盗難自動車等の処分の防止に関する法律案要綱
第1 総則
1 目的
この法律は、自動車等の窃取を防止するためには盗難自動車等の処分を防止することが重要であることに鑑み、特定自動車等解体保管業について自動車等の受取りの相手方の氏名等の確認を義務付ける等の措置を講ずること等により、自動車等の窃取の防止に資することを目的とする。(第1条関係)
2 定義
この法律において、用語の意義を次のとおり定める。(第2条関係)
(1) 自動車 道路運送車両法第2条第2項に規定する自動車をいう。
(2) 自動車等 自動車及び自動車の部品(自動車又は自動車の部品が切断された後に残存する物を含む。)をいう。
(3) 盗難自動車等 窃取された自動車等をいう。
(4) 特定自動車等解体保管業 自動車等の解体(自動車等から自動車の部品を分離し、又は自動車等を切断することをいう。以下同じ。)又は保管を行う事業をいう。
第2 盗難自動車等の処分の防止のための特定自動車等解体保管業に係る措置
1 特定自動車等解体保管業の届出
特定自動車等解体保管業を営もうとする者は、事業所ごとに、氏名又は名称、住所、事業所の所在地等を、当該事業所の所在地を管轄する都道府県公安委員会に届け出なければならない。(第3条第1項関係)
2 氏名等の表示
1による届出をした者は、事業所ごとに、公衆の見やすい場所に、その氏名等を表示するとともに、一定の場合を除き、その氏名等をインターネットにより公衆の閲覧に供しなければならない。(第5条関係)
3 名義貸しの禁止
1による届出をした者は、自己の名義をもって、他人に特定自動車等解体保管業を営ませてはならない。(第6条関係)
4 本人確認
特定自動車等解体保管業を営む者は、自動車等の受取りを行おうとするときは、一定の場合を除き、当該受取りの相手方から身分証明書等の提示を受けること等の方法により、当該受取りの相手方の本人確認を行わなければならない。(第7条関係)
5 本人確認記録の作成等
特定自動車等解体保管業を営む者は、本人確認を行った場合には、直ちに、当該本人確認に関する記録(以下「本人確認記録」という。)を作成し、これを3年間保存しなければならない。(第8条関係)
6 自動車検査証等の確認等
特定自動車等解体保管業を営む者は、自動車の受取りを行おうとするときは、当該受取りの相手方から自動車検査証等の提示を受け、当該自動車の所有者として記録され又は記載された者の確認を行うとともに、当該自動車検査証等の写しを作成し、これを3年間保存しなければならない。(第9条関係)
7 取引記録の作成等
特定自動車等解体保管業を営む者は、自動車等の受取り又は引渡しを行った場合には、直ちに、相手方の氏名又は名称及び住所、受取り又は引渡しの年月日、自動車等の品目及び数量、自動車等の特徴その他の事項に関する記録(以下「取引記録」という。)を作成し、これを3年間保存しなければならない。(第10条関係)

→ 作業目標
1. 盗難自動車等の処分防止に関する要綱では、特定自動車等解体保管業の届出先はどことされていますか。
2. 盗難自動車等の処分防止に関する要綱の続きを、最後の項目「7 取引記録の作成等」の後から書いてください。
記録は別の出典から取得したものです。

→ 記録
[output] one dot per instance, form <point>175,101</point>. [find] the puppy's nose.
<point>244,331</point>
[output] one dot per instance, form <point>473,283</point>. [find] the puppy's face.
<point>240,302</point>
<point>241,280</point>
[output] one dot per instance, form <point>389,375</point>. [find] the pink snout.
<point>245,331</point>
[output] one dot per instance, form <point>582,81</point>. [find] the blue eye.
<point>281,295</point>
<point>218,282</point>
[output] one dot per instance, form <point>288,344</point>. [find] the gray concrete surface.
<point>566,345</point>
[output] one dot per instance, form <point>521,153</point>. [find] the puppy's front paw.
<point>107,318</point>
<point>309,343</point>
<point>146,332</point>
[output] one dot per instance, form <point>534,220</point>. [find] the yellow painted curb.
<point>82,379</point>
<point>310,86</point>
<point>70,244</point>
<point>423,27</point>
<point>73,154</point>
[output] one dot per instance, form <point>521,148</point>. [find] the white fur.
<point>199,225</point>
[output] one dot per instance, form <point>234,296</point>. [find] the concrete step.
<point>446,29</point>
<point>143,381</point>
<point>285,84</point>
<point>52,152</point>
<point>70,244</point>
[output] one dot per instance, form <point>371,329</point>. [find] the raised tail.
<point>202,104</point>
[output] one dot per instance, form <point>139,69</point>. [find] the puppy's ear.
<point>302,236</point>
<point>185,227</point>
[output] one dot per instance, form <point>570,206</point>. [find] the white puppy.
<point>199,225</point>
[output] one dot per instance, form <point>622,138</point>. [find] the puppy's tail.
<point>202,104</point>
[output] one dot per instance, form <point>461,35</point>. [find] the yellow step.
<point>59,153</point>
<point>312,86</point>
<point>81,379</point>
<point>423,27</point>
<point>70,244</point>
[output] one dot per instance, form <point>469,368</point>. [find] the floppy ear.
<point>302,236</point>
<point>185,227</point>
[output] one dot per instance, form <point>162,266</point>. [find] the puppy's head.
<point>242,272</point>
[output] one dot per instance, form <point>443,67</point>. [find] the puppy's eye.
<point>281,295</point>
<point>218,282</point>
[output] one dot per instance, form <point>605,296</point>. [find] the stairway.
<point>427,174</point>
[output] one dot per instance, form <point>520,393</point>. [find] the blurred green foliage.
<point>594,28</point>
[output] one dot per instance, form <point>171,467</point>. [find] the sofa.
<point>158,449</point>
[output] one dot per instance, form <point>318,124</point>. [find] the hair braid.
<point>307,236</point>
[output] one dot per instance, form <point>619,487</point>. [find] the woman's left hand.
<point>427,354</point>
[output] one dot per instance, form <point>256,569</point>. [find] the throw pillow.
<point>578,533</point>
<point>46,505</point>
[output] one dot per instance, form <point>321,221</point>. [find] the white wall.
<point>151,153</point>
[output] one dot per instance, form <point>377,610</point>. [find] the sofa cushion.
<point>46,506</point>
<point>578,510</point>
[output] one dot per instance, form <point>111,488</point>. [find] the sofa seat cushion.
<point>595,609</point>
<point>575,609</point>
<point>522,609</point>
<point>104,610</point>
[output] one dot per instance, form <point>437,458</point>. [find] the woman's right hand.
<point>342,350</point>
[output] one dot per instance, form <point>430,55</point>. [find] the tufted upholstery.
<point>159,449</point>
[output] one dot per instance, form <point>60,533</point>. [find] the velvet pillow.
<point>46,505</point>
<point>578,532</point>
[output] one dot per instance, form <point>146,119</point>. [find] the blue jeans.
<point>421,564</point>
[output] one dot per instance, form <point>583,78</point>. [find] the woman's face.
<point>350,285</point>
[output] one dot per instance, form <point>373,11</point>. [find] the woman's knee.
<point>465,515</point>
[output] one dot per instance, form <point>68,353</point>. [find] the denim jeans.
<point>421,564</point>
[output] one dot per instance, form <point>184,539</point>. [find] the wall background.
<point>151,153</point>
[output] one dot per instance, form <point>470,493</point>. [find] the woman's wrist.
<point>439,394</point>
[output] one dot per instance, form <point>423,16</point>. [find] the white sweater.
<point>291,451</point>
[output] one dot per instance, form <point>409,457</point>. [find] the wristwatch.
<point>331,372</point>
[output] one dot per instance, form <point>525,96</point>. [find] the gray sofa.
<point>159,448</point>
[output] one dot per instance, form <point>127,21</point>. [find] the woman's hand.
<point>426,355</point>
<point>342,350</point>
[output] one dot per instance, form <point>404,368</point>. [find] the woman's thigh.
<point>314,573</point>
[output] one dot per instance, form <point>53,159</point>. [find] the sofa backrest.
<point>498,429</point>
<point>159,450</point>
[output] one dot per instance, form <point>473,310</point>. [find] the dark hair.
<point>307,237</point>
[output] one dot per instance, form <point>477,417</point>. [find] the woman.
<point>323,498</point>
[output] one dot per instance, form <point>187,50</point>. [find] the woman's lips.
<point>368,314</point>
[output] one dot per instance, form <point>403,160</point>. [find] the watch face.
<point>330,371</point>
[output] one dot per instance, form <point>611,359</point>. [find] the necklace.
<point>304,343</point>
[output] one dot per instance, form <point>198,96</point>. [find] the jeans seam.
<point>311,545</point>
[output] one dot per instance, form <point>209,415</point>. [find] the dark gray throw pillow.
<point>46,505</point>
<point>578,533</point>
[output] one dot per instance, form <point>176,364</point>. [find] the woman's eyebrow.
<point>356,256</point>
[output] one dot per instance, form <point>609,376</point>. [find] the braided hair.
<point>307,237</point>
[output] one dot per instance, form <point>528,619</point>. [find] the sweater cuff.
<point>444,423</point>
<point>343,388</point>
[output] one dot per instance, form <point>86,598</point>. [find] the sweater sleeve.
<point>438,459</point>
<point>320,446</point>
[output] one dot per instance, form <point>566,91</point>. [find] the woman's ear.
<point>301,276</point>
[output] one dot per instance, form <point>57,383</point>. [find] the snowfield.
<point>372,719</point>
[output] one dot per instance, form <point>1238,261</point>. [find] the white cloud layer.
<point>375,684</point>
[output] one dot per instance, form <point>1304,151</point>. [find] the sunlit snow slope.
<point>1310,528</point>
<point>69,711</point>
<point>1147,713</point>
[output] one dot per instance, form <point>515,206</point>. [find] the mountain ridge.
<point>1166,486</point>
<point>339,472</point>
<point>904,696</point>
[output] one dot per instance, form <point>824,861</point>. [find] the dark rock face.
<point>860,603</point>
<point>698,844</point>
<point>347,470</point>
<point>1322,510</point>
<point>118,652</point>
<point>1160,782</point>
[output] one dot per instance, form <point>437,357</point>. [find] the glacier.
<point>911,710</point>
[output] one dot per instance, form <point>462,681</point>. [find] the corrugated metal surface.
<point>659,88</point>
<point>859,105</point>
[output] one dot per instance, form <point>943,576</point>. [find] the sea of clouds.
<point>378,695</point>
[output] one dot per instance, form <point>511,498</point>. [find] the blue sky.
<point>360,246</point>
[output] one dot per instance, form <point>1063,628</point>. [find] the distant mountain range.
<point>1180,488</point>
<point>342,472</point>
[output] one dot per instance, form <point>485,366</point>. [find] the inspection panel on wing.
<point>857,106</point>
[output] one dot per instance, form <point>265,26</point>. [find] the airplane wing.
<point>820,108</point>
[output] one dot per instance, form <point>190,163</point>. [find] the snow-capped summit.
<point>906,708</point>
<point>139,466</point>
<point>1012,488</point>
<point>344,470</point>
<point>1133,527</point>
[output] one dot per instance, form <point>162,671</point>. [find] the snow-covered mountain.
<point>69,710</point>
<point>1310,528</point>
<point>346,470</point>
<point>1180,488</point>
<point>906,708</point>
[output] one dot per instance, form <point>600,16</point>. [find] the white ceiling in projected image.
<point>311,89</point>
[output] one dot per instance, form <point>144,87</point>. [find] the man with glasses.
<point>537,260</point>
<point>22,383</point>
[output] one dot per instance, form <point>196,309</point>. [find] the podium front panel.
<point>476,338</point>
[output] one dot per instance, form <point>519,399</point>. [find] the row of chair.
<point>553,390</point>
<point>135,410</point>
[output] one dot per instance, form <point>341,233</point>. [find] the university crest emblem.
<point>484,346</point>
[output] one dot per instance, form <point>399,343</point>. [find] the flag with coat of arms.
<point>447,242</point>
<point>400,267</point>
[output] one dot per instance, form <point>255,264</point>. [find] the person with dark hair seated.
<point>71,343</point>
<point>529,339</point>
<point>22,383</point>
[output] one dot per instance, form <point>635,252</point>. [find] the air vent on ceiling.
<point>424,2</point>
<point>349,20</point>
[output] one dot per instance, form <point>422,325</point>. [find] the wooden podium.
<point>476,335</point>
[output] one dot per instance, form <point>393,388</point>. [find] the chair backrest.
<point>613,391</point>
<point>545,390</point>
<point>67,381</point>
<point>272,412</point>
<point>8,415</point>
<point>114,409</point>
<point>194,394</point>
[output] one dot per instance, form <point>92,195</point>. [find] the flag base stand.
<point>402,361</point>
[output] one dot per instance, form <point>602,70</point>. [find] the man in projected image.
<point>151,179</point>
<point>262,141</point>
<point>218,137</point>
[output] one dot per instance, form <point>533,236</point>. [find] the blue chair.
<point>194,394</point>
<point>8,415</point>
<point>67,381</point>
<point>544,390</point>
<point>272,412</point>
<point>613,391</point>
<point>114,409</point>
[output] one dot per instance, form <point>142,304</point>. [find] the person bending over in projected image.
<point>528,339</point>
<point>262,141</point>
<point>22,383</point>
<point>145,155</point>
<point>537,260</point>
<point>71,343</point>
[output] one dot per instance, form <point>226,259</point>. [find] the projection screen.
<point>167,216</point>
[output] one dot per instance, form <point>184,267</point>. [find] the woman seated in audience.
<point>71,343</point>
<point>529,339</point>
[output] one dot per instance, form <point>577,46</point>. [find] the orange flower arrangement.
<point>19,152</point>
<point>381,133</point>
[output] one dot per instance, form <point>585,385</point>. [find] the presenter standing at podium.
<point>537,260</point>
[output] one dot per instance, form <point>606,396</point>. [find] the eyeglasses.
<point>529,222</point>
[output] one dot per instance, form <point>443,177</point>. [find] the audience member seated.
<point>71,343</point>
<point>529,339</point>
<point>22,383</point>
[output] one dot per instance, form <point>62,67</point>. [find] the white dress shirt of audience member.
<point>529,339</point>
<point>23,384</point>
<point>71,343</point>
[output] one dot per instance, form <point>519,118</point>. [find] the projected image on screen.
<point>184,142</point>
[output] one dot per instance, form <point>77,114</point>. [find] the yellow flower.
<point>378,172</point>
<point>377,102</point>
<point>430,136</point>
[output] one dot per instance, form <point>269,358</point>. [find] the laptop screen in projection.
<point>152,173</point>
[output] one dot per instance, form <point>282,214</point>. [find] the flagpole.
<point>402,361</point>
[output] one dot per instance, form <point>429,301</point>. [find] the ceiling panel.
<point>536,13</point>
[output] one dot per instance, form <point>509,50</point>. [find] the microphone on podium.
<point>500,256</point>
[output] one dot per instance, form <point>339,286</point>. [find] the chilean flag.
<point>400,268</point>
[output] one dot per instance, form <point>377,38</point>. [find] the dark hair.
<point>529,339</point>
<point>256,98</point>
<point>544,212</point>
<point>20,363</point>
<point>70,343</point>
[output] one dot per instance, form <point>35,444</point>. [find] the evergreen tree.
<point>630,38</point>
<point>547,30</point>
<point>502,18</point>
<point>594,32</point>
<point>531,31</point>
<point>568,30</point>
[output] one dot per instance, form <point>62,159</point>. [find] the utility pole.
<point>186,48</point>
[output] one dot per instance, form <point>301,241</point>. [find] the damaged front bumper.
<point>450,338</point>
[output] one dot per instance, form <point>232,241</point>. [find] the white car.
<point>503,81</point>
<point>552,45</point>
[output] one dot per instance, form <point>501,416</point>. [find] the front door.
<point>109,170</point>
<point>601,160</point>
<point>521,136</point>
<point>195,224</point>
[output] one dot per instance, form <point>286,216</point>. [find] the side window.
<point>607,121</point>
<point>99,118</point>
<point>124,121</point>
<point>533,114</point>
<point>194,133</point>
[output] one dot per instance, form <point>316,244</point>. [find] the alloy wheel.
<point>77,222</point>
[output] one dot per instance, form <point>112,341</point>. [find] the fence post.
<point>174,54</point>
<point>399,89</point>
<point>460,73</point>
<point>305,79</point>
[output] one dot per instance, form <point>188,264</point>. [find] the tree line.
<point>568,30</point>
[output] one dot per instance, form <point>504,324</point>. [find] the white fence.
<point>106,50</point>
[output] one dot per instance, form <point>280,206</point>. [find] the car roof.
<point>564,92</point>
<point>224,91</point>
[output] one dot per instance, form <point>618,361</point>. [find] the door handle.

→ 回答一覧
1. 当該事業所の所在地を管轄する都道府県公安委員会です。

2.
8 警察官への申告
特定自動車等解体保管業を営む者は、受取りに係る自動車等が盗難自動車等に由来するものである疑いがあると認めたときは、直ちに、警察官にその旨を申告しなければならない。(第11条関係)
9 その他
(1) 特定自動車等解体保管業を営む者に対する指示、営業停止命令並びに報告徴収及び立入検査に係る規定を設ける。(第12条から第14条まで関係)
(2) その他所要の規定を整備する。
第3 自動車等の盗難の防止に資する情報の周知
警視総監又は道府県警察本部長、方面本部長及び警察署長は、自動車等の盗難の防止に資する情報を、自動車等の所有者等に周知するよう努めなければならない。(第16条関係)
第4 その他
1 都道府県公安委員会は、この法律の規定に基づく事務に関し、関係行政機関又は関係地方公共団体に対し、照会し、又は協力を求めることができる。(第17条関係)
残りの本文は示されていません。